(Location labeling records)

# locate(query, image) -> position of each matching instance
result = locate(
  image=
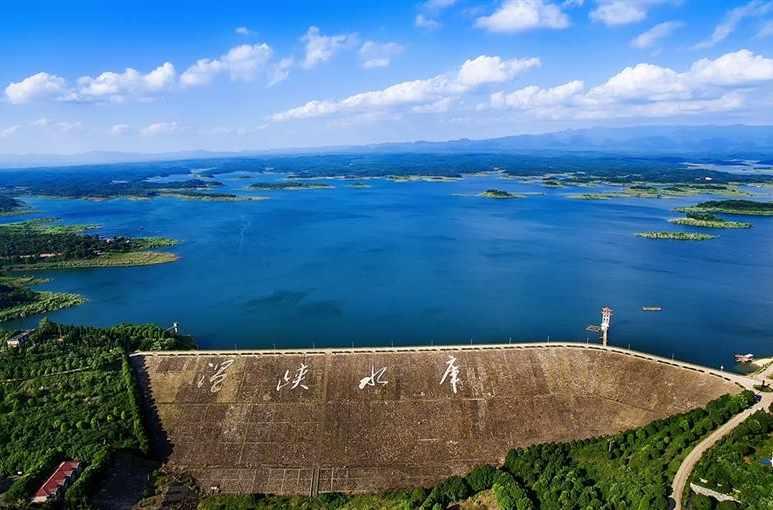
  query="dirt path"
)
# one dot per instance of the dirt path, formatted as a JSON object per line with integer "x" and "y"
{"x": 692, "y": 459}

## TASK GOAL
Copy every line of the material above verbatim, omitting the picture.

## ANSWER TO THE PROBLEM
# locate(query, image) -> position of each matching instance
result = locate(
  image=
  query="dirt path"
)
# one dot per instance of the dirt path, formatted as a JSON object per line with integer "x" and "y"
{"x": 692, "y": 459}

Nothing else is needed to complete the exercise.